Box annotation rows
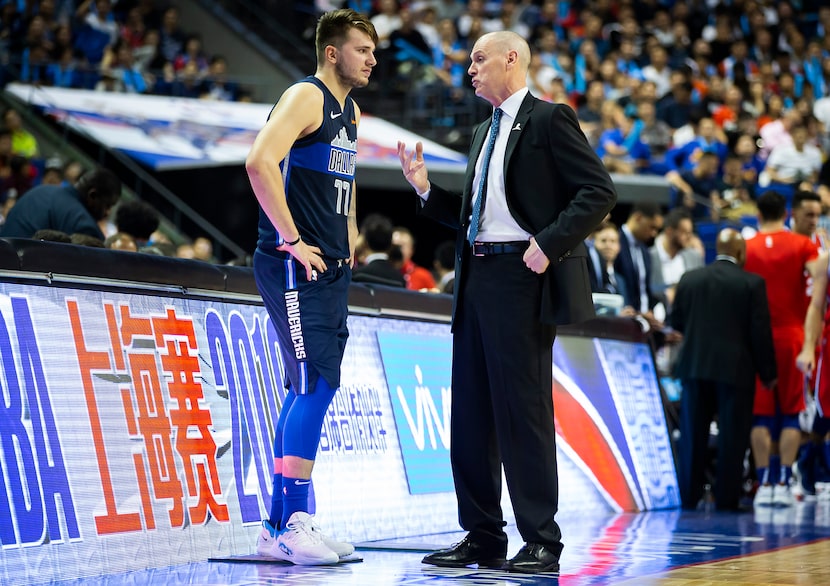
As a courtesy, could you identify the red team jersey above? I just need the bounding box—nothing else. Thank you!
[744,230,819,415]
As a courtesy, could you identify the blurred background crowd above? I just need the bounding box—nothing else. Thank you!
[0,0,830,516]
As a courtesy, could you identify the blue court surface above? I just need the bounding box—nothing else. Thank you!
[42,502,830,586]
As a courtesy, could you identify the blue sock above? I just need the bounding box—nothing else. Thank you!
[798,441,816,494]
[769,455,781,484]
[819,440,830,482]
[268,390,297,530]
[281,476,311,528]
[268,474,282,531]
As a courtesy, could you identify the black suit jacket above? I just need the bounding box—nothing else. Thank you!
[669,260,777,389]
[421,93,617,324]
[614,228,657,311]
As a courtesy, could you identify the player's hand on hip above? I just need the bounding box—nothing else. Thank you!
[398,141,429,193]
[522,236,550,275]
[277,240,327,281]
[795,350,816,375]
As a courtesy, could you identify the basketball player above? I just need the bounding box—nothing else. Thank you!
[744,191,819,507]
[245,9,378,565]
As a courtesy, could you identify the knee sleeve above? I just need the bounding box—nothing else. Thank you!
[282,376,337,460]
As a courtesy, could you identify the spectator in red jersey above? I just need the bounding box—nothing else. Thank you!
[392,226,435,291]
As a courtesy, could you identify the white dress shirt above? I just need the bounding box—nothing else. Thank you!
[473,87,531,242]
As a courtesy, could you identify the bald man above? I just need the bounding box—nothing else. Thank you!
[670,228,777,510]
[398,31,617,573]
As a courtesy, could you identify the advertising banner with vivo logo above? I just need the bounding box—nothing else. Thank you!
[377,331,453,494]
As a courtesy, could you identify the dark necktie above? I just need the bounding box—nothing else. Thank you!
[467,108,502,246]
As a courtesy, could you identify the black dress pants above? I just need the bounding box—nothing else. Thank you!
[451,253,562,553]
[677,379,754,510]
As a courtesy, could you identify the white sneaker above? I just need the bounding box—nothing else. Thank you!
[311,517,354,559]
[752,484,773,507]
[772,484,795,507]
[256,521,282,560]
[274,511,340,566]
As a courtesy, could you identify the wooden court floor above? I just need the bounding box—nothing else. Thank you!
[35,502,830,586]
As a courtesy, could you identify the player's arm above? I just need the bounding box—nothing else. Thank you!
[245,83,326,280]
[795,253,830,373]
[348,104,360,268]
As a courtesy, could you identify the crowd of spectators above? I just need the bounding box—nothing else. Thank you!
[346,0,830,223]
[0,0,249,101]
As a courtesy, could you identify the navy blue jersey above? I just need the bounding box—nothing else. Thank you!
[257,76,357,259]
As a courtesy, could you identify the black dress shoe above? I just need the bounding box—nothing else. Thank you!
[423,535,505,568]
[502,543,559,574]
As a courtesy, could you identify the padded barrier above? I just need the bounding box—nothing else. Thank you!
[0,238,645,342]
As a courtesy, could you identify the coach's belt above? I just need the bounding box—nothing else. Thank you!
[473,240,528,256]
[323,256,349,269]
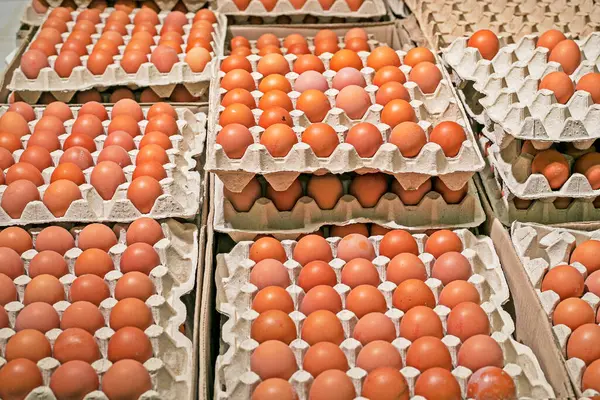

- [Aim] Can you format every line of the rows above as a Markdown table with the columns Number and Line, skipping blank lines and leaving out the pictures?

- [Response to the exercise]
| Number | Line |
|---|---|
| 1 | As a courtesy, could you identify the red team jersey above? I just need the bounding box—nothing else. Thank you! |
| 2 | [744,230,819,415] |
| 3 | As a courtesy, could you identify the blurred background crowd above? I just need the bounding box—nothing else. Thank you! |
| 4 | [0,0,830,516] |
| 5 | As a courtesy, could you identify the blue court surface above? I just need the bounding box—nothing else. Thank you! |
| 6 | [42,502,830,586] |
| 7 | As a courtesy, could you identify the blue sock above? I just need the bounding box—nothing else. Thank you! |
| 8 | [798,441,816,494] |
| 9 | [769,455,781,484] |
| 10 | [819,440,830,482] |
| 11 | [268,390,297,530] |
| 12 | [281,476,311,528] |
| 13 | [268,474,282,531] |
| 14 | As a courtesy, could you identify the black suit jacket above? I just need the bounding box—nothing else. Thank you! |
| 15 | [669,260,777,389] |
| 16 | [421,93,617,324] |
| 17 | [614,228,657,311] |
| 18 | As a courtesy, could you identify the player's hand on hip above? I just need the bounding box—nothing else. Thank you! |
| 19 | [398,141,429,193] |
| 20 | [522,236,550,275] |
| 21 | [277,240,327,281] |
| 22 | [795,350,816,375] |
| 23 | As a courtesy, could you identify the basketball player above? I just need the bounding box—nothing else. Thank you! |
| 24 | [744,191,819,507] |
| 25 | [245,9,378,565] |
| 26 | As a courtesy, could you identify the knee sleeve above? I just need the bounding box—nothing else. Thank you! |
| 27 | [282,376,337,460] |
| 28 | As a courtesy, could you identify the spectator in red jersey above? I just need the bounding box—nothing else. Thank you! |
| 29 | [392,226,435,291] |
| 30 | As a courtesy, could you identify the white dress shirt above? I just need the bounding box—nothing else. Thank you! |
| 31 | [473,87,531,242] |
| 32 | As a courtesy, could you identify the bald man above? I just need the bounding box—nothing else. Thank you! |
| 33 | [670,228,777,510] |
| 34 | [398,31,617,573] |
| 35 | As a courtesy, could you identify the advertising banner with vivo logo above? I just need the bounding box—nothing else. Thank you! |
| 36 | [377,331,453,494] |
| 37 | As a courtesy, could you identify the dark necktie above? I just need the bounding box—nothing else. Thank you! |
| 38 | [467,108,502,246] |
| 39 | As a courtesy, could you identify the black dress pants above? I just need the bounding box—nothing else. Thank you! |
| 40 | [451,253,562,553] |
| 41 | [677,379,754,510] |
| 42 | As a courtesy, could you identify the white sneaker above? I just need the bounding box—nothing else. Thank you! |
| 43 | [311,517,354,559] |
| 44 | [752,484,773,507] |
| 45 | [772,484,795,507] |
| 46 | [256,521,282,560] |
| 47 | [274,511,340,566] |
| 48 | As a courtesy, could you identify the wooden court floor above? I just need the bounding box—nothing else. Thank you! |
| 49 | [35,502,830,586] |
| 50 | As a courtesy, could you identify the player's arm above? I just need the bounding box—nothing else. Thank you! |
| 51 | [245,83,326,280] |
| 52 | [795,253,830,373] |
| 53 | [348,104,360,268] |
| 54 | As a courtesy, could you identify the crowd of spectators above? I just need the bounding box—nothing else. Thank you! |
| 55 | [346,0,830,223] |
| 56 | [0,0,249,101] |
| 57 | As a courtesy, could you identify the navy blue jersey above? I just need the bounding box—nothing else. Thank you! |
| 58 | [257,76,357,259] |
| 59 | As a courtesy, could you identify the black dress shoe above? I just need the bounding box—nothing else. Thank you! |
| 60 | [423,535,505,568] |
| 61 | [502,543,559,574] |
| 62 | As a courtesy, could you identify the padded barrier above? I just need the bounding box—nothing else. Thank you! |
| 63 | [0,238,645,342] |
| 64 | As a courtesy, could you identify the coach's belt above? I just need the bounding box—nothing else. Thank you! |
| 65 | [473,240,528,256] |
| 66 | [323,256,349,269] |